— Start of Extract —
PDF Generating Tool Support Forum

HOME   Login   Register    Search




  Subject: Odd problem with a UTF-8 dash/minus character
   PostPosted: 19 Nov 2018, 17:20 
Hello,

We are in the process of upgrading our system from JDK8 to JDK9 and have ran into a bit of a roadblock with our tests. A large part of our system are transformations of HTML to PDF and there are several tests failing for the following reason.

We have a test that reads HTML-documents and makes sure that it generates proper PDF-data, basically by converting HTML -> PDF and then using a different PDF library to check that the generated bytes are indeed a PDF and check if the text extracted from it contains what we expect.

This process gets stuck just at the beginning of the document. It seems like a UTF-8 "minus" character (U+2212) is used instead of a normal ascii minus sign (which is used in the rest of the coded document) and this causes the token to be read as a pdf string literal rather than a number, which in turn causes a class cast exception.

Basically, this concerns the "% modifyCTM" section in the generated data. The two concerned rows used to look like this using PD4ML v.3.10.6 in JDK8:

% modifyCTM
0.8125 0 0 -0.8125 50 817 cm

and now they look like this in JDK11:

% modifyCTM
0.8125 0 0 −0.8125 50 817 cm

Notice the changed dash/minus character.

It seems odd that the character is only changed in this section and not the rest of the file, as well as only seemingly being a problem with JDK8 -> 9 (changing JDK9 to JDK11 still causes the same error).
— End of Extract —
Problem statement: Continue the forum post about the Unicode minus sign in the "% modifyCTM" section, picking up after its last sentence.
— Start of Data entries —
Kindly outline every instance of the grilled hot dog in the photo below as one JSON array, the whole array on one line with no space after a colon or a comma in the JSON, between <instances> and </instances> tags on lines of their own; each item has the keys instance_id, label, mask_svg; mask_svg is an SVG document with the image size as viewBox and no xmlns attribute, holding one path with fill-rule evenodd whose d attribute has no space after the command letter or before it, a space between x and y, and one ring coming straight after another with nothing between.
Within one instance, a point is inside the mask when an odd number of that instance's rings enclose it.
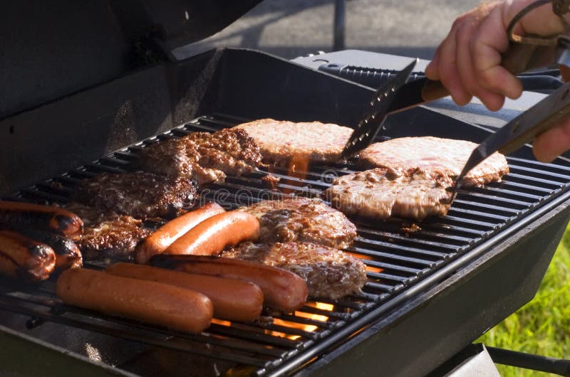
<instances>
[{"instance_id":1,"label":"grilled hot dog","mask_svg":"<svg viewBox=\"0 0 570 377\"><path fill-rule=\"evenodd\" d=\"M201 331L212 321L212 302L204 294L86 268L63 271L56 293L66 304L177 330Z\"/></svg>"},{"instance_id":2,"label":"grilled hot dog","mask_svg":"<svg viewBox=\"0 0 570 377\"><path fill-rule=\"evenodd\" d=\"M165 250L166 254L213 255L227 246L259 237L259 221L239 211L224 212L207 218Z\"/></svg>"},{"instance_id":3,"label":"grilled hot dog","mask_svg":"<svg viewBox=\"0 0 570 377\"><path fill-rule=\"evenodd\" d=\"M137 262L146 263L150 257L162 253L176 239L200 223L222 212L225 210L219 204L208 203L171 220L137 245Z\"/></svg>"},{"instance_id":4,"label":"grilled hot dog","mask_svg":"<svg viewBox=\"0 0 570 377\"><path fill-rule=\"evenodd\" d=\"M286 312L301 307L307 299L307 286L299 275L275 267L246 260L200 255L159 254L152 265L252 282L261 289L265 304Z\"/></svg>"},{"instance_id":5,"label":"grilled hot dog","mask_svg":"<svg viewBox=\"0 0 570 377\"><path fill-rule=\"evenodd\" d=\"M56 253L22 234L0 230L0 273L29 281L45 280L56 266Z\"/></svg>"},{"instance_id":6,"label":"grilled hot dog","mask_svg":"<svg viewBox=\"0 0 570 377\"><path fill-rule=\"evenodd\" d=\"M45 230L28 229L22 231L26 237L29 237L42 243L45 243L56 253L55 272L61 272L68 268L81 267L83 258L79 248L76 243L66 237L58 235Z\"/></svg>"},{"instance_id":7,"label":"grilled hot dog","mask_svg":"<svg viewBox=\"0 0 570 377\"><path fill-rule=\"evenodd\" d=\"M157 267L115 263L105 272L126 277L171 284L198 292L214 304L214 317L229 321L253 321L259 318L263 293L256 285L234 279L170 271Z\"/></svg>"},{"instance_id":8,"label":"grilled hot dog","mask_svg":"<svg viewBox=\"0 0 570 377\"><path fill-rule=\"evenodd\" d=\"M11 229L36 228L63 235L79 233L83 222L58 207L17 201L0 201L0 224Z\"/></svg>"}]
</instances>

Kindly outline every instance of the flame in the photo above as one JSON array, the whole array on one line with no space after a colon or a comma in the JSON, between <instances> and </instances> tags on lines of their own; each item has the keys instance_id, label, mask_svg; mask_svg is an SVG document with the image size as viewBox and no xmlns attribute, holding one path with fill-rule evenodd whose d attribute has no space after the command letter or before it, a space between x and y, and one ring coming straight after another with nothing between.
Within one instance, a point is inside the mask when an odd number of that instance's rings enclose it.
<instances>
[{"instance_id":1,"label":"flame","mask_svg":"<svg viewBox=\"0 0 570 377\"><path fill-rule=\"evenodd\" d=\"M332 304L326 304L325 302L306 302L305 304L308 307L315 307L317 309L320 309L321 310L326 310L328 312L332 312L334 309L334 305ZM306 313L305 312L301 312L299 310L295 311L295 316L302 317L302 318L307 318L309 319L314 319L315 321L320 321L320 322L326 322L328 320L328 317L323 315L323 314L315 314L312 313ZM299 330L303 330L304 331L307 332L313 332L316 331L318 328L318 326L314 324L298 324L296 322L291 322L290 321L286 321L285 319L281 319L279 318L275 318L273 320L273 323L281 326L284 327L289 327L291 329L297 329ZM276 331L274 330L266 330L266 334L269 335L272 335L274 336L279 336L281 338L287 338L288 339L291 340L296 340L301 337L299 335L291 335L286 333L283 333L281 331Z\"/></svg>"},{"instance_id":2,"label":"flame","mask_svg":"<svg viewBox=\"0 0 570 377\"><path fill-rule=\"evenodd\" d=\"M373 260L372 257L369 257L368 255L363 255L362 254L356 254L355 253L351 253L350 251L345 251L346 254L350 254L353 257L358 258L358 259L366 259L366 260ZM382 268L378 268L377 267L369 266L366 265L366 272L376 272L379 273L383 271Z\"/></svg>"},{"instance_id":3,"label":"flame","mask_svg":"<svg viewBox=\"0 0 570 377\"><path fill-rule=\"evenodd\" d=\"M222 326L232 326L232 322L229 321L224 321L222 319L216 319L215 318L212 319L212 323L215 324L219 324Z\"/></svg>"}]
</instances>

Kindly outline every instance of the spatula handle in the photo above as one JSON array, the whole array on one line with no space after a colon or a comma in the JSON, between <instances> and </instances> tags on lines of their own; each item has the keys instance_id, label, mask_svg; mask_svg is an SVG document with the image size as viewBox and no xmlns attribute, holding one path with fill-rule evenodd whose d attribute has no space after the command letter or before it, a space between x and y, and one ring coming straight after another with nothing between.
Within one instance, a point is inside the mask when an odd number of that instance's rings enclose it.
<instances>
[{"instance_id":1,"label":"spatula handle","mask_svg":"<svg viewBox=\"0 0 570 377\"><path fill-rule=\"evenodd\" d=\"M518 75L529 68L537 68L532 65L536 45L511 43L509 49L503 55L501 65L513 75ZM441 81L429 80L422 90L422 97L426 101L439 100L450 95Z\"/></svg>"}]
</instances>

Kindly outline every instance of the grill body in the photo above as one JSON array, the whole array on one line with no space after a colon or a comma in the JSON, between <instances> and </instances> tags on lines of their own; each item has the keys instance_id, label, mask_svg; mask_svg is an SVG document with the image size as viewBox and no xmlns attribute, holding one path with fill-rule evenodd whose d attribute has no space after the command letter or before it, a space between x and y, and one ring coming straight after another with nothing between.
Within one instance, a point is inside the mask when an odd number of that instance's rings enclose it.
<instances>
[{"instance_id":1,"label":"grill body","mask_svg":"<svg viewBox=\"0 0 570 377\"><path fill-rule=\"evenodd\" d=\"M0 149L0 193L65 201L65 191L51 191L38 182L72 171L57 179L72 186L101 171L128 169L137 151L157 134L159 139L175 137L266 117L355 124L372 94L370 88L247 50L210 51L158 64L0 121L0 143L9 147ZM477 142L488 134L425 107L390 117L386 129L383 137L429 134ZM148 138L152 140L140 142ZM96 315L82 311L72 313L79 317L73 322L58 312L61 307L50 298L49 285L43 287L47 299L37 297L33 288L14 294L13 287L3 286L7 295L2 307L16 312L17 321L38 318L28 324L32 327L43 320L54 322L38 329L58 332L61 322L84 326L82 336L88 339L95 339L95 333L118 336L119 348L135 354L147 351L142 344L169 350L169 360L186 357L177 352L212 359L219 366L212 371L251 364L243 371L259 376L365 376L378 371L423 375L531 299L561 237L569 216L570 164L537 163L528 147L509 162L512 172L504 183L462 191L447 216L422 224L418 234L403 234L399 223L357 220L354 251L383 271L369 274L373 282L364 297L336 304L331 314L334 321L315 322L320 329L314 334L270 324L214 326L206 334L183 336L105 316L102 321L112 326L99 326ZM334 166L338 174L351 168ZM315 166L301 178L274 174L282 176L281 188L314 196L328 184L329 169ZM237 199L252 198L240 197L244 188L263 191L260 176L229 178L207 195L235 206ZM38 309L38 303L48 309ZM295 317L281 319L302 322ZM264 330L290 331L301 340L272 337ZM144 356L130 360L121 361L125 371L163 371L158 361L152 364ZM42 366L48 368L49 363Z\"/></svg>"}]
</instances>

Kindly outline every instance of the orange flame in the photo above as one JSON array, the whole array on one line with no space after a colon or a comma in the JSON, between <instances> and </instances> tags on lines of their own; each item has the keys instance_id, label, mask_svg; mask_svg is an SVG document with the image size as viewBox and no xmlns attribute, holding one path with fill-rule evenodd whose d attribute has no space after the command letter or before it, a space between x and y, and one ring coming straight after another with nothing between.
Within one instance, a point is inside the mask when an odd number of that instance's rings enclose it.
<instances>
[{"instance_id":1,"label":"orange flame","mask_svg":"<svg viewBox=\"0 0 570 377\"><path fill-rule=\"evenodd\" d=\"M328 312L331 312L334 309L334 305L331 304L326 304L325 302L306 302L306 305L308 307L316 307L317 309L320 309L321 310L326 310ZM309 319L314 319L315 321L320 321L320 322L326 322L328 320L328 317L322 315L322 314L314 314L312 313L306 313L304 312L301 311L296 311L295 315L296 317L300 317L302 318L307 318ZM289 327L291 329L297 329L299 330L303 330L307 332L313 332L316 331L318 328L318 326L314 324L298 324L296 322L291 322L290 321L286 321L284 319L280 319L279 318L275 318L273 320L273 323L281 326L284 327ZM269 335L272 335L274 336L279 336L281 338L287 338L288 339L291 340L296 340L301 337L299 335L291 335L281 331L276 331L273 330L266 330L266 334Z\"/></svg>"}]
</instances>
— End of Data entries —
Task output:
Is there a bug in PD4ML that we have happened to stumble upon?

The source html-file is available upon request.


  Subject: Re: Odd problem with a UTF-8 dash/minus character
   PostPosted: 19 Nov 2018, 17:42 
We have, btw, updated our license and tried with v3.10.7 as well, but the same problem occurs.


  Subject: Re: Odd problem with a UTF-8 dash/minus character
   PostPosted: 19 Nov 2018, 18:00 
Also, using:

-Djava.locale.providers=COMPAT

solves this issue, so it seems to be related to UTF-8 changes in JDK9:

https://docs.oracle.com/javase/9/intl/i ... 009D2B36AF


  Subject: Re: Odd problem with a UTF-8 dash/minus character
   PostPosted: 30 Nov 2018, 15:25 
Sorry for the delay with the reply and thanks a lot for the very useful info you provided. Now we are trying to reproduce the issue to find a workaround (to avoid the need in the env setting)...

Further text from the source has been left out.